┌─ RECORDS TO PROCESS
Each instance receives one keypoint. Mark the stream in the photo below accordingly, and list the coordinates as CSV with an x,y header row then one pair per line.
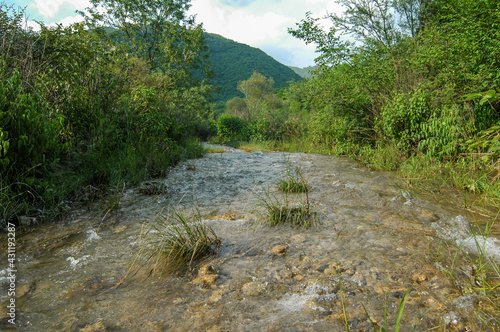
x,y
373,240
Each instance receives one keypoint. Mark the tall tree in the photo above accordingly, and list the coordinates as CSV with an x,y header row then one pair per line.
x,y
156,30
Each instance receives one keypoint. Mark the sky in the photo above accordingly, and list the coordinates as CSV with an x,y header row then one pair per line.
x,y
259,23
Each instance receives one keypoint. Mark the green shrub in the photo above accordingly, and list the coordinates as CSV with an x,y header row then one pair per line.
x,y
232,128
401,118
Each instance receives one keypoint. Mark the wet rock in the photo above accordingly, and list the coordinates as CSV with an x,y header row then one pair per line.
x,y
27,221
279,249
96,327
22,290
206,276
427,216
419,277
297,238
253,288
152,188
119,229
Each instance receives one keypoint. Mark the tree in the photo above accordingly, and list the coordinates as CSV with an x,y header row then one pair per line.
x,y
372,23
158,31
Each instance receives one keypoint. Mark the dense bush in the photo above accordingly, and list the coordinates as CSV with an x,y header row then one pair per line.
x,y
231,128
80,112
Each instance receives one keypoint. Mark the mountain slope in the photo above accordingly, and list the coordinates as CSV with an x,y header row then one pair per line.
x,y
233,62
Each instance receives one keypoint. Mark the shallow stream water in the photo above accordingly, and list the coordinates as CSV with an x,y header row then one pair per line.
x,y
373,240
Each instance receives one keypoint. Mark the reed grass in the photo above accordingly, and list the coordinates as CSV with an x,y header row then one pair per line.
x,y
280,210
293,181
177,242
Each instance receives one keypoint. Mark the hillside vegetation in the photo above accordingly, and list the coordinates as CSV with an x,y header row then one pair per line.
x,y
233,62
418,93
82,114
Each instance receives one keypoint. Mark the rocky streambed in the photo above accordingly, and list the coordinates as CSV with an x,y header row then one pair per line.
x,y
373,240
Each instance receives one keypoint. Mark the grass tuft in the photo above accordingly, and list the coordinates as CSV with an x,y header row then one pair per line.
x,y
283,211
294,181
178,242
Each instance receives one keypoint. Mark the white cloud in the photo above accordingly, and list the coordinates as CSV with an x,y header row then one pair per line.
x,y
51,9
48,8
263,24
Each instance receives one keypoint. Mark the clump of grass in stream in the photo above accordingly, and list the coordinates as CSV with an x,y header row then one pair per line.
x,y
473,274
279,211
175,243
375,327
294,181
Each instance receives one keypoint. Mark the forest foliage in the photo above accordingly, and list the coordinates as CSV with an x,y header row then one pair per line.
x,y
234,62
82,112
401,85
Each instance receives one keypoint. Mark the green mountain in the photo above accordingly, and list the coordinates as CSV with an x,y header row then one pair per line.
x,y
233,62
304,72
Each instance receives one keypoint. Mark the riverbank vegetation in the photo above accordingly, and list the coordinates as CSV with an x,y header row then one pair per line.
x,y
411,86
83,110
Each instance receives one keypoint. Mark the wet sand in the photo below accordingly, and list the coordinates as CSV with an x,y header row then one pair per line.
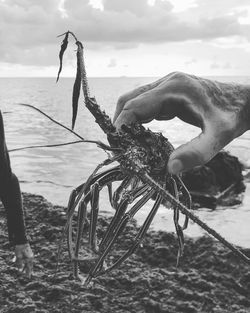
x,y
209,278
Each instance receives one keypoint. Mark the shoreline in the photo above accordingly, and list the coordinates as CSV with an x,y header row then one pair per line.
x,y
209,278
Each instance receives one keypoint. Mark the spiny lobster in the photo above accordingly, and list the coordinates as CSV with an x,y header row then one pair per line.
x,y
142,156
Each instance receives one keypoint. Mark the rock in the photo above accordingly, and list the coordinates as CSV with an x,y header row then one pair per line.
x,y
220,181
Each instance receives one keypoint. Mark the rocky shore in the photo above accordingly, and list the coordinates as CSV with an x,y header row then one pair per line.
x,y
209,279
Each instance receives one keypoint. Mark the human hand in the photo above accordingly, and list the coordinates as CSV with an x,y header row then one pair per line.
x,y
24,258
219,109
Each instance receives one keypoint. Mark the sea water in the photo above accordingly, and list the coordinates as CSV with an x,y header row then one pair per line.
x,y
54,172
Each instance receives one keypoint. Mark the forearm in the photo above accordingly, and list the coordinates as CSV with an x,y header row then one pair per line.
x,y
11,197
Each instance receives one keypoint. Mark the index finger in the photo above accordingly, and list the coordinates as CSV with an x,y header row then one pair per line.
x,y
28,267
133,94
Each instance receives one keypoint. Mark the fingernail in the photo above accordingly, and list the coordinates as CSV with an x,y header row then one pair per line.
x,y
175,166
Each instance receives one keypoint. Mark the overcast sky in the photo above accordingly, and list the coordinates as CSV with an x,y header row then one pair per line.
x,y
126,37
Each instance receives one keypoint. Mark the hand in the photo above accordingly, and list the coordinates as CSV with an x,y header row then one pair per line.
x,y
24,258
219,109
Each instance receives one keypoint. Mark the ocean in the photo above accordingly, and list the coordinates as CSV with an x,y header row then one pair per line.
x,y
54,172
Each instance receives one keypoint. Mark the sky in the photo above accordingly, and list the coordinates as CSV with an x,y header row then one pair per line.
x,y
126,37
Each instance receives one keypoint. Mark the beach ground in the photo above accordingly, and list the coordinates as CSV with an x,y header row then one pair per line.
x,y
209,278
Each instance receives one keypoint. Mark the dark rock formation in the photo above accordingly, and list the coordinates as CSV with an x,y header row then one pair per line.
x,y
220,181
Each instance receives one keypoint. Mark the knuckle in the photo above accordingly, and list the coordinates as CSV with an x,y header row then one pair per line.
x,y
121,101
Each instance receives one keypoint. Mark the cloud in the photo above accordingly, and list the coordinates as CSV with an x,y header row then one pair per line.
x,y
28,28
112,63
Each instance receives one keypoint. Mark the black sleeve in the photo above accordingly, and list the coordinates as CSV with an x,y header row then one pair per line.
x,y
10,195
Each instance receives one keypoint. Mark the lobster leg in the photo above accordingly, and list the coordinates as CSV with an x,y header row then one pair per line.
x,y
91,196
118,193
82,216
122,223
84,189
138,239
188,200
93,216
178,228
121,209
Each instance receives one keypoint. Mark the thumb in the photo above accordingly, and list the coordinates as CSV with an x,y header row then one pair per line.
x,y
197,152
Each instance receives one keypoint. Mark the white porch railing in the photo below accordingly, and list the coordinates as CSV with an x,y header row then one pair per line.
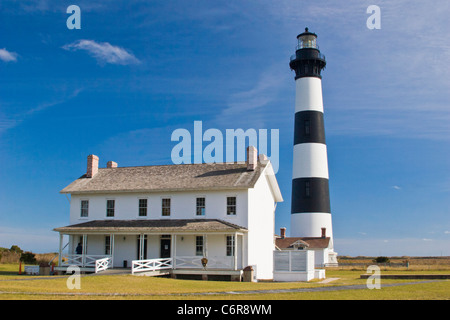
x,y
184,262
217,262
150,265
82,260
103,264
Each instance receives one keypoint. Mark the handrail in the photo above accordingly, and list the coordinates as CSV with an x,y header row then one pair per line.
x,y
50,263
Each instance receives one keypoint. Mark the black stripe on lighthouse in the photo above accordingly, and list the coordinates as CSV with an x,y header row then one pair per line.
x,y
309,127
310,195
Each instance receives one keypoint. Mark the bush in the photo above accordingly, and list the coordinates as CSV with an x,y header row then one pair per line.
x,y
16,249
382,260
28,257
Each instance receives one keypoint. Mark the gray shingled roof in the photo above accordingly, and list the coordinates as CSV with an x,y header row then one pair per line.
x,y
159,226
203,176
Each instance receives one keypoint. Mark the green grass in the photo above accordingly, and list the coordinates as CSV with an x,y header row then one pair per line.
x,y
141,287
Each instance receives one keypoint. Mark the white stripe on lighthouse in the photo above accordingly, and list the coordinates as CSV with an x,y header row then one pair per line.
x,y
310,224
310,161
308,94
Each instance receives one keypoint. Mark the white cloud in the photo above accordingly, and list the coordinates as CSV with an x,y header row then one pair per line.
x,y
104,52
7,56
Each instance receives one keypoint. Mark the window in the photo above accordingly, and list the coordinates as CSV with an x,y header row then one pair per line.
x,y
199,246
110,204
200,207
230,246
108,245
307,189
84,208
142,207
231,206
165,205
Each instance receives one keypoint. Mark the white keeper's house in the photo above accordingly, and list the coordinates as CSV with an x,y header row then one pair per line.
x,y
169,218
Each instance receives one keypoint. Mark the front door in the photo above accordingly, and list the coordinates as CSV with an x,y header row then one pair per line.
x,y
139,248
165,248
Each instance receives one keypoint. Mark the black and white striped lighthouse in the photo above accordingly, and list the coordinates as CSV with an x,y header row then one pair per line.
x,y
310,208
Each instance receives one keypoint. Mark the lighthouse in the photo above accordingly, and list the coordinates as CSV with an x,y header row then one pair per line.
x,y
310,207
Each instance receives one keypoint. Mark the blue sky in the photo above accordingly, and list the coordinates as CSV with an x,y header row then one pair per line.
x,y
137,70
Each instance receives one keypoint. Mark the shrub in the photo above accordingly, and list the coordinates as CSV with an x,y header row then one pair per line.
x,y
16,249
28,257
381,260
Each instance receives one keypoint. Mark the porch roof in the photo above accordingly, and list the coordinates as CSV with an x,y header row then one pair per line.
x,y
153,226
312,242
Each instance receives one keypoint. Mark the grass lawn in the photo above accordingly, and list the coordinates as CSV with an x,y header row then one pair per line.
x,y
13,286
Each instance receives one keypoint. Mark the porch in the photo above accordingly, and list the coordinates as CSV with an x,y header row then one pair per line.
x,y
156,252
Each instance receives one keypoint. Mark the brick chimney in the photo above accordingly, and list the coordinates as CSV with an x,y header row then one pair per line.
x,y
283,233
111,164
92,167
252,158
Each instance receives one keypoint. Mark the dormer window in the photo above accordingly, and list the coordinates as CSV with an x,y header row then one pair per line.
x,y
110,207
84,208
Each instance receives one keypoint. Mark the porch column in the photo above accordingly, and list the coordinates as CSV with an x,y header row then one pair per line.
x,y
173,251
60,249
242,251
141,247
205,245
84,246
111,237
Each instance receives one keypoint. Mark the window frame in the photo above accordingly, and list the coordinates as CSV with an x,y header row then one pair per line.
x,y
197,206
113,208
82,208
169,207
231,206
108,245
142,207
230,244
199,245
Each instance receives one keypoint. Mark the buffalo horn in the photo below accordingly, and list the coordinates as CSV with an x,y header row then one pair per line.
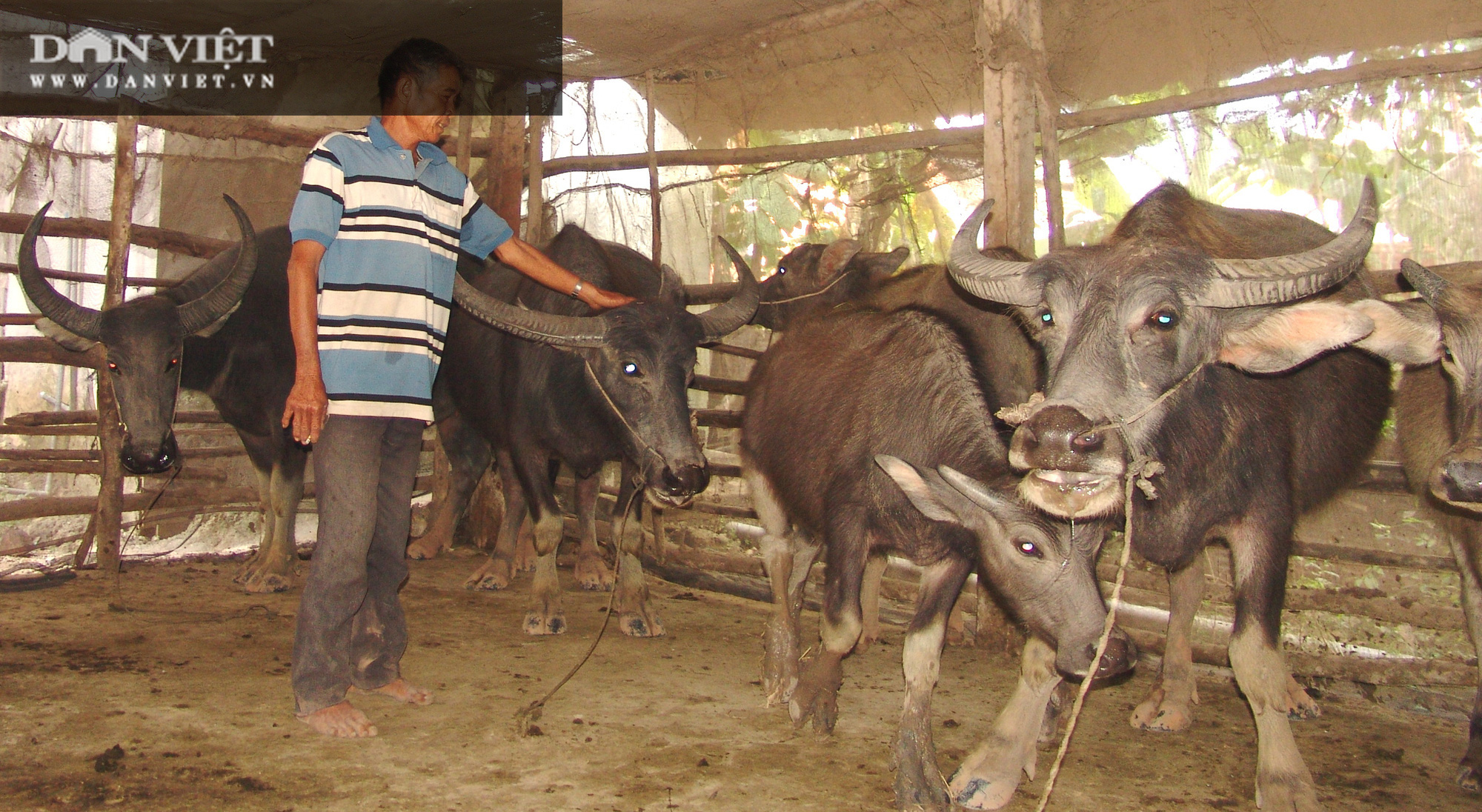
x,y
997,281
1426,282
1283,279
226,291
69,315
546,328
725,319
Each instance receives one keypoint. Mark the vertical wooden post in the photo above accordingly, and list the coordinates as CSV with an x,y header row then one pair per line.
x,y
1009,121
536,208
1049,107
109,519
656,201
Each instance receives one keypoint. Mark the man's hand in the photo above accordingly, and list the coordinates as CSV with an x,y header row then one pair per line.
x,y
599,300
306,410
530,262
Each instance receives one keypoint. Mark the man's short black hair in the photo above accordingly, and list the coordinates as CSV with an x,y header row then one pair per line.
x,y
419,59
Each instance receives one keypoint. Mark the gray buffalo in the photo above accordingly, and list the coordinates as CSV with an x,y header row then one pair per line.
x,y
1200,339
225,333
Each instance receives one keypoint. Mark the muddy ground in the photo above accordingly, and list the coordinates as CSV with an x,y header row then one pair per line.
x,y
189,678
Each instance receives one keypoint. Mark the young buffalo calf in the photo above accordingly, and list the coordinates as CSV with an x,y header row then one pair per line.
x,y
837,411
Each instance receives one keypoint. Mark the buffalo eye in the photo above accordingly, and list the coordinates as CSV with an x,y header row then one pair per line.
x,y
1164,321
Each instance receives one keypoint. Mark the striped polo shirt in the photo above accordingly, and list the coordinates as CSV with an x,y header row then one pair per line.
x,y
392,230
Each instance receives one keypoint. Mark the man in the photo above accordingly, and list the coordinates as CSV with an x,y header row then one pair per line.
x,y
377,229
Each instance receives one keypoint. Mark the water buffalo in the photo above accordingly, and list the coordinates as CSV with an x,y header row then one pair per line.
x,y
838,410
554,386
1185,340
1437,413
225,333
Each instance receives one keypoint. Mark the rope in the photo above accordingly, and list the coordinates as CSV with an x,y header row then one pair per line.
x,y
1139,475
530,715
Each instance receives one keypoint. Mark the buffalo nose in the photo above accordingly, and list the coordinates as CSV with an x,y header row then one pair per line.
x,y
1120,657
687,479
1463,481
1057,436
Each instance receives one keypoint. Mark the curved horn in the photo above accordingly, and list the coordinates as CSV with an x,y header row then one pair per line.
x,y
546,328
1283,279
725,319
227,290
69,315
671,284
1426,282
997,281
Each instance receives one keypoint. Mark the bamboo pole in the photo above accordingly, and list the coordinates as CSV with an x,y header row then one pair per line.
x,y
534,161
656,196
1009,122
110,426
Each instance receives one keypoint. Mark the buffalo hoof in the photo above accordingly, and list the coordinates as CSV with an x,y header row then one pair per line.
x,y
641,625
1469,779
493,576
1286,793
817,694
1167,709
592,573
779,665
918,782
426,548
1299,705
545,622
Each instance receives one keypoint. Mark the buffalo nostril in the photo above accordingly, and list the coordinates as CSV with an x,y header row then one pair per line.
x,y
1087,442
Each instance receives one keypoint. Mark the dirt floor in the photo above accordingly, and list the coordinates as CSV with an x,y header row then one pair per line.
x,y
189,678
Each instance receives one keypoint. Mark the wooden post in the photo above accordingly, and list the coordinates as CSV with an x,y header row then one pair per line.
x,y
505,168
536,208
1009,121
109,519
654,193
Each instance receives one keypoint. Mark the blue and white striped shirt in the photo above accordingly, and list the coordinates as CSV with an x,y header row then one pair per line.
x,y
392,232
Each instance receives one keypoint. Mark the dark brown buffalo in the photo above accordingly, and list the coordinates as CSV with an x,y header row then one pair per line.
x,y
1438,410
546,383
1200,337
841,407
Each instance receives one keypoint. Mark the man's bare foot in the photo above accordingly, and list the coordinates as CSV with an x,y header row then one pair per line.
x,y
401,691
342,721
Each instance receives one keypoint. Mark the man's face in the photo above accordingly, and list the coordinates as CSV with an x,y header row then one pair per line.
x,y
432,104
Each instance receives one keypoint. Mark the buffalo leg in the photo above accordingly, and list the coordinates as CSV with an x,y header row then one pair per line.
x,y
281,487
1170,703
1283,782
1468,549
637,616
871,602
592,571
788,558
918,782
499,570
468,459
991,774
817,694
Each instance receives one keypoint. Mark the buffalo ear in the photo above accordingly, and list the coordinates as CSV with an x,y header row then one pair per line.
x,y
1295,334
64,337
1404,333
926,490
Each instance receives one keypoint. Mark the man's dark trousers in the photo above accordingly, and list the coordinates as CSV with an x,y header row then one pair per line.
x,y
350,623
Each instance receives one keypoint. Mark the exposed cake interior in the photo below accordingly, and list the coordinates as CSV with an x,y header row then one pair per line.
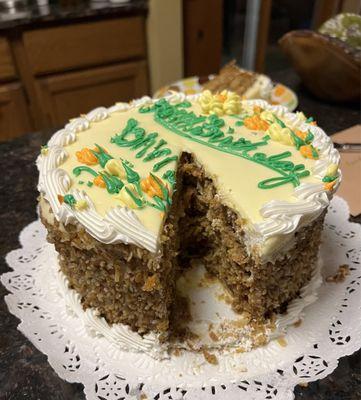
└─
- **TO DO**
Count the lines in the data above that contain the word "mountain" and reply with the number alone.

- **EXERCISE SOLUTION**
2